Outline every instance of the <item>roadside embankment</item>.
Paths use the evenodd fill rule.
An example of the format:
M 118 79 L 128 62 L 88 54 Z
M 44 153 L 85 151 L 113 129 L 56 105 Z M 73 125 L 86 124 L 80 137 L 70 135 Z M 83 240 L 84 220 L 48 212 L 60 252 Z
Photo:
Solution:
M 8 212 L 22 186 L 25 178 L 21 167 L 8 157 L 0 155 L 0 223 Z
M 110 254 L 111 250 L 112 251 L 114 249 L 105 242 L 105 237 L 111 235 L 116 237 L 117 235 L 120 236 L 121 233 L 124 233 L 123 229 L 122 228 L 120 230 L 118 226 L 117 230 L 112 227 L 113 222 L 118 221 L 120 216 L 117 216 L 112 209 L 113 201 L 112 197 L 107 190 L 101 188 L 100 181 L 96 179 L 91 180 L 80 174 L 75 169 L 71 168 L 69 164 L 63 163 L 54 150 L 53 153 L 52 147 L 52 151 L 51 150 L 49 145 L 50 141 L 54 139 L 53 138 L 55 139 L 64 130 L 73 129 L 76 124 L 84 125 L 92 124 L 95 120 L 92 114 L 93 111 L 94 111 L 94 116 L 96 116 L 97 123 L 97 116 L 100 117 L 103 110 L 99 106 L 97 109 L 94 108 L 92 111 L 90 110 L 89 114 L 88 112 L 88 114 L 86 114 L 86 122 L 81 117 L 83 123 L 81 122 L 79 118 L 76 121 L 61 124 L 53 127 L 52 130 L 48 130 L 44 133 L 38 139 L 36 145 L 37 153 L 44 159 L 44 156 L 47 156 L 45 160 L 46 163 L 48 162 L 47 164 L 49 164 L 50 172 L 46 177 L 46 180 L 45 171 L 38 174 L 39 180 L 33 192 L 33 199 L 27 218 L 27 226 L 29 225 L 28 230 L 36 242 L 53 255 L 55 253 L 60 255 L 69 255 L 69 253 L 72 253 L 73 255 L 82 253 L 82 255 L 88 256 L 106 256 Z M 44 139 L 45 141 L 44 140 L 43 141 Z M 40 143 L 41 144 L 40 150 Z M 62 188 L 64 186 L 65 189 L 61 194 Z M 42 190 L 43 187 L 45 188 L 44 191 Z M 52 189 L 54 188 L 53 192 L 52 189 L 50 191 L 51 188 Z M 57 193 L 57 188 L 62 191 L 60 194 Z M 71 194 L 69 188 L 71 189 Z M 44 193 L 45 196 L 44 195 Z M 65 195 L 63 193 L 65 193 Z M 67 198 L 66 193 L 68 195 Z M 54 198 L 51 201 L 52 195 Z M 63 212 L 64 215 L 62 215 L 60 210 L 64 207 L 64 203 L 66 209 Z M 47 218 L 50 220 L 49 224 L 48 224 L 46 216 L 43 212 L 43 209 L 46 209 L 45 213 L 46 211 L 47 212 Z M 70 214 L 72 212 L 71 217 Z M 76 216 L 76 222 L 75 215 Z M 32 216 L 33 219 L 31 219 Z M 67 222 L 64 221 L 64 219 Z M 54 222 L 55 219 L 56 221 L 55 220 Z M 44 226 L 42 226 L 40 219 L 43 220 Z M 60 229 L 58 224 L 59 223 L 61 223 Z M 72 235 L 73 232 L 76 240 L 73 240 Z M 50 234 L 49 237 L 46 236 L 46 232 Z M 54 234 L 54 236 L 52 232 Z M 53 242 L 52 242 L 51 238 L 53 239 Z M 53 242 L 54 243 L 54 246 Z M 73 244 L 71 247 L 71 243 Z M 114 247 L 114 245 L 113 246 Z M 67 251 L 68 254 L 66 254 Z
· · · · · · ·
■ GOAL
Duplicate the listing line for line, starting at its first line and ending at the line that contains "M 8 212 L 22".

■ TASK ANSWER
Outline every instance of the <item>roadside embankment</item>.
Paths use the evenodd fill rule.
An example of the format:
M 118 79 L 128 62 L 88 54 Z
M 44 153 L 85 151 L 113 129 L 56 105 Z M 73 125 L 86 124 L 80 137 L 70 135 Z M 83 240 L 84 220 L 48 212 L 60 252 Z
Photo:
Solution:
M 8 212 L 22 186 L 25 178 L 21 167 L 8 157 L 0 155 L 0 223 Z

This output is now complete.